**ISTRUZIONI**
a: Nel testo sull'esperanto, per chi si dovrebbe pensare a una lingua europea e internazionale?
b: Riproduci fedelmente dal testo sull'esperanto tutto ciò che va da "Mi fa piacere" giù fino a "cognizioni in proposito.".

Mi fa piacere che qualcuno, anziché rimanere in un atteggiamento di indifferenza o di sufficienza o di sarcasmo, esprima apertamente e civilmente le proprie obiezioni all'esperanto. Cercherò di rispondere, sebbene mon sia facile farlo in uno spazio ristretto, data l'ampiezza dell'argomento e la diffusa mancanza di cognizioni in proposito.
Il primo punto - su cui bisogna assolutamente fare chiarezza - è che l'esperanto è effettivamente MOLTO PI FACILE DA IMPARARE DI QUALSIASI LINGUA ETNICA (o "naturale" che dir si voglia) e che questo non comporta assolutamente che sia meno espressivo. Questo è il principale motivo a suo favore, se vogliamo pensare a una lingua europea e internazionale non per ristrette "élites", ma per vasti strati popolari.

**MATERIALE FORNITO**
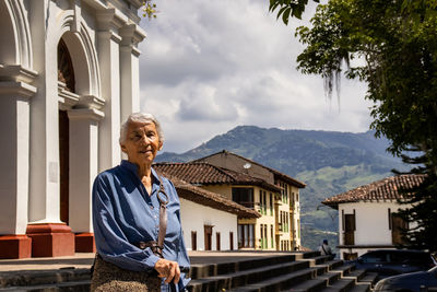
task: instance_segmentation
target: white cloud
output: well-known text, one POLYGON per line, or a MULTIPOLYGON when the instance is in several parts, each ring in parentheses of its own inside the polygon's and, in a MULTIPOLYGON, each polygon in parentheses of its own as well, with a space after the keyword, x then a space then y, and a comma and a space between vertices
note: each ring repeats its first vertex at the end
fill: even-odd
MULTIPOLYGON (((342 81, 324 96, 319 77, 300 74, 294 38, 263 0, 160 0, 143 21, 142 109, 162 121, 165 151, 182 152, 238 125, 365 131, 365 86, 342 81)), ((309 10, 314 10, 312 7, 309 10)))

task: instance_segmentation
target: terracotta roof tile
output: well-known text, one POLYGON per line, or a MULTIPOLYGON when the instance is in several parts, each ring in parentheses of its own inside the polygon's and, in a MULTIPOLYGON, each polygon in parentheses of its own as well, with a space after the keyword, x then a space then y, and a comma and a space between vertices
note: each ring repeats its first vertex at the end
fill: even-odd
POLYGON ((279 186, 269 184, 261 178, 205 162, 156 163, 153 167, 193 185, 256 185, 272 191, 281 191, 279 186))
POLYGON ((387 177, 368 185, 364 185, 352 190, 339 194, 326 199, 322 203, 338 208, 339 203, 357 201, 380 201, 403 199, 405 194, 400 194, 399 189, 414 187, 422 184, 424 175, 397 175, 387 177))
POLYGON ((236 203, 224 196, 212 192, 200 187, 196 187, 174 175, 170 175, 162 170, 157 170, 162 176, 167 177, 174 184, 180 198, 193 201, 203 206, 212 207, 225 212, 237 214, 238 218, 260 218, 261 214, 253 209, 246 208, 236 203))

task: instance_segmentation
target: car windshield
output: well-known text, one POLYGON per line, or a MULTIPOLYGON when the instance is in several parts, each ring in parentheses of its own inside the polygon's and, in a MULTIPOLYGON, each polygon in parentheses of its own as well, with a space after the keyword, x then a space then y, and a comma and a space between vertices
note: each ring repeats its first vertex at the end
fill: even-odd
POLYGON ((368 253, 361 257, 363 262, 383 262, 387 261, 387 254, 385 253, 368 253))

**SOLUZIONI**
a: Per vasti strati popolari, non per ristrette élites.

b:
Mi fa piacere che qualcuno, anziché rimanere in un atteggiamento di indifferenza o di sufficienza o di sarcasmo, esprima apertamente e civilmente le proprie obiezioni all'esperanto. Cercherò di rispondere, sebbene mon sia facile farlo in uno spazio ristretto, data l'ampiezza dell'argomento e la diffusa mancanza di cognizioni in proposito.